Data records Start Marker

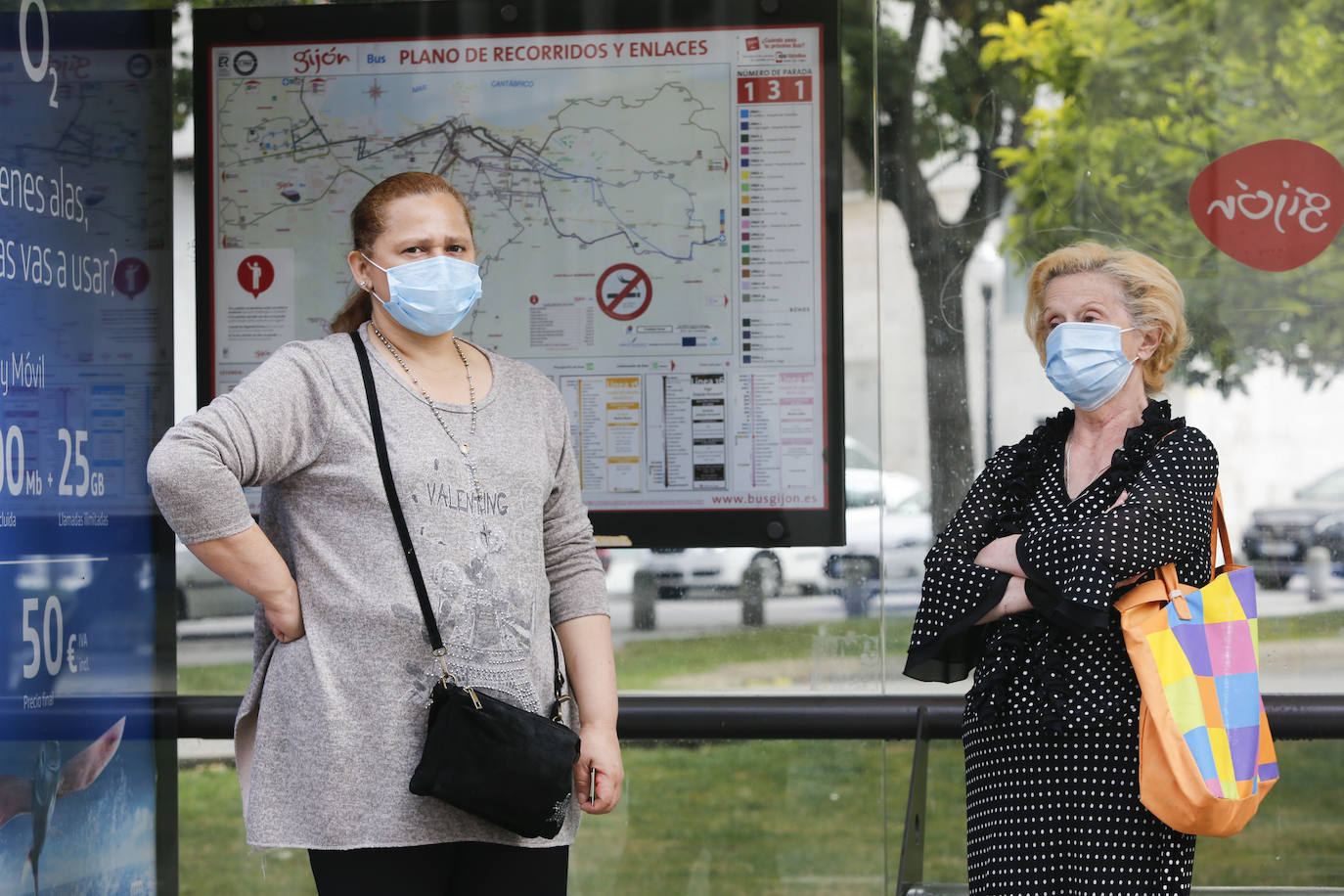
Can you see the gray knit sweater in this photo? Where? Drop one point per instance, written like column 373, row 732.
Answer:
column 333, row 724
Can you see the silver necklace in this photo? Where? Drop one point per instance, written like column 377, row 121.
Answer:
column 470, row 389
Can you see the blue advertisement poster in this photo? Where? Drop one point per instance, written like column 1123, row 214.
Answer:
column 85, row 389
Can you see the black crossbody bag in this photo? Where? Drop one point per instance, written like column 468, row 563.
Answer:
column 510, row 766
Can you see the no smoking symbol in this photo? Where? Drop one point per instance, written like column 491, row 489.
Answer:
column 624, row 291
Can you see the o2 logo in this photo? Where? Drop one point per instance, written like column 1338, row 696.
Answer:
column 36, row 72
column 1272, row 205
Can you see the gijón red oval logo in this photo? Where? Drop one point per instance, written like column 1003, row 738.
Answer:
column 1272, row 205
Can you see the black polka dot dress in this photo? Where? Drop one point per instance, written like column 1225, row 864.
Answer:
column 1052, row 723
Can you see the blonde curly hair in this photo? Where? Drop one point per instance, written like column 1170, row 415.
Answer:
column 1152, row 298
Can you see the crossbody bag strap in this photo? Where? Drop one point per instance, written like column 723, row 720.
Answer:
column 394, row 504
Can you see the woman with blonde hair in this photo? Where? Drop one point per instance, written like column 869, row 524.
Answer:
column 1019, row 589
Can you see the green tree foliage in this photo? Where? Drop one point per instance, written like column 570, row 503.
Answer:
column 920, row 82
column 1136, row 97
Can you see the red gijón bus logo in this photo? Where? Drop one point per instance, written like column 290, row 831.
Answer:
column 1272, row 205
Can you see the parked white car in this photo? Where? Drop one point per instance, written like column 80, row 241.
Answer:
column 680, row 571
column 886, row 544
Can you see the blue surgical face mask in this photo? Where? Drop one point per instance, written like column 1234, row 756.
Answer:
column 430, row 295
column 1088, row 363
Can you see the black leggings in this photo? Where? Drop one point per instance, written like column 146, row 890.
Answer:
column 441, row 870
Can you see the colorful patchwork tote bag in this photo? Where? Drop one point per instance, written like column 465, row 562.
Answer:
column 1206, row 758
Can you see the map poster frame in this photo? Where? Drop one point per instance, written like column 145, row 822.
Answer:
column 657, row 220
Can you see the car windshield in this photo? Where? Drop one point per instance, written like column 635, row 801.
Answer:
column 1326, row 489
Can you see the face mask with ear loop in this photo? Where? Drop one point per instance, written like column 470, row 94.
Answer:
column 430, row 295
column 1088, row 363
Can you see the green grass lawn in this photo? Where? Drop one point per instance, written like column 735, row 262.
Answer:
column 784, row 817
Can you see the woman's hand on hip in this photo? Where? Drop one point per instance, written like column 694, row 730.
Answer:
column 600, row 749
column 285, row 615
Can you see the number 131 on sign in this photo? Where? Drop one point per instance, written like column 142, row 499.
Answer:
column 796, row 89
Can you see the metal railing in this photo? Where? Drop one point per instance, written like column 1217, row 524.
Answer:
column 805, row 716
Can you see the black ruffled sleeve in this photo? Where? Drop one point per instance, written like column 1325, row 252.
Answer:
column 1073, row 565
column 946, row 643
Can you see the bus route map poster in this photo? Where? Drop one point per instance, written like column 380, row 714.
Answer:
column 656, row 220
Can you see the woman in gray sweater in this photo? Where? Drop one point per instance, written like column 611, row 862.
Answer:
column 334, row 720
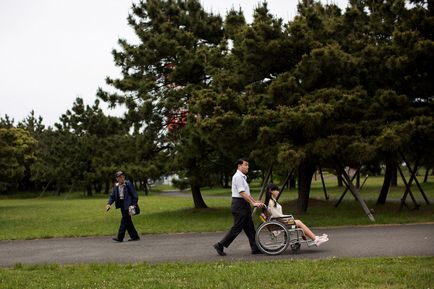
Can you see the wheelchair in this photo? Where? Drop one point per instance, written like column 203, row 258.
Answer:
column 274, row 235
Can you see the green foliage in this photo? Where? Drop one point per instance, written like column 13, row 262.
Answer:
column 17, row 153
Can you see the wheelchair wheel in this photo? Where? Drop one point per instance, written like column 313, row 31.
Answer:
column 295, row 247
column 272, row 238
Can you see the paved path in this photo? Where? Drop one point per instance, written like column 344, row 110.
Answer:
column 370, row 241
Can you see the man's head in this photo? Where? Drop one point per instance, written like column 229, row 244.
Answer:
column 120, row 177
column 243, row 165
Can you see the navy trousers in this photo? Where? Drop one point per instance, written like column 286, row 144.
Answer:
column 242, row 215
column 127, row 225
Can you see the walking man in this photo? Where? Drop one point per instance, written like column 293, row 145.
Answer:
column 241, row 211
column 124, row 195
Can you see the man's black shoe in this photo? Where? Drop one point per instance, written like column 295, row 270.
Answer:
column 219, row 248
column 134, row 239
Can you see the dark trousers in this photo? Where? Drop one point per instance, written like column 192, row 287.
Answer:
column 242, row 215
column 127, row 225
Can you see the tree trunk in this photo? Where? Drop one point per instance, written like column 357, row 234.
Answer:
column 89, row 190
column 98, row 187
column 340, row 183
column 292, row 182
column 394, row 180
column 425, row 179
column 199, row 203
column 107, row 187
column 388, row 175
column 305, row 174
column 145, row 187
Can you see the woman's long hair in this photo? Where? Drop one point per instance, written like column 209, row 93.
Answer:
column 270, row 188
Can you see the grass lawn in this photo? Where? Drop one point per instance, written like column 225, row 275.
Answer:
column 406, row 272
column 72, row 215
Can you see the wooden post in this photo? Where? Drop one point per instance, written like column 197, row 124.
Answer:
column 356, row 194
column 323, row 183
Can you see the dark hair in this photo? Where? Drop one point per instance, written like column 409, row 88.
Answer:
column 268, row 190
column 240, row 161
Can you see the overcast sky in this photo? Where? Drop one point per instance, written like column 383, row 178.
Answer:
column 53, row 51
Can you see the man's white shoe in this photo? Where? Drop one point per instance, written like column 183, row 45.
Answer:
column 319, row 240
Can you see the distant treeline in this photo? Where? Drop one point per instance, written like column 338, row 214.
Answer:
column 329, row 89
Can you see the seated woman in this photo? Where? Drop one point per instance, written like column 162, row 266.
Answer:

Data records End Marker

● **Action item**
The answer must consist of each line in the entries above that includes "black".

● **Answer to the problem**
Can you see the black crossbody bag in this photo? Where? Drop one point per instance, written like column 468, row 563.
Can you see the black polka dot dress in this photo? Where? Drop one point per instance, written like column 1225, row 864.
Can you see the black leggings in this photo? Where? Drop one point per instance, written like column 146, row 890.
Can you see the black ruffled sleeve in this photo? Where? Drop one point per instance, written like column 1325, row 252.
Can you see the man's black shoe in this photo? Where? Drop one point per instance, written like column 295, row 270.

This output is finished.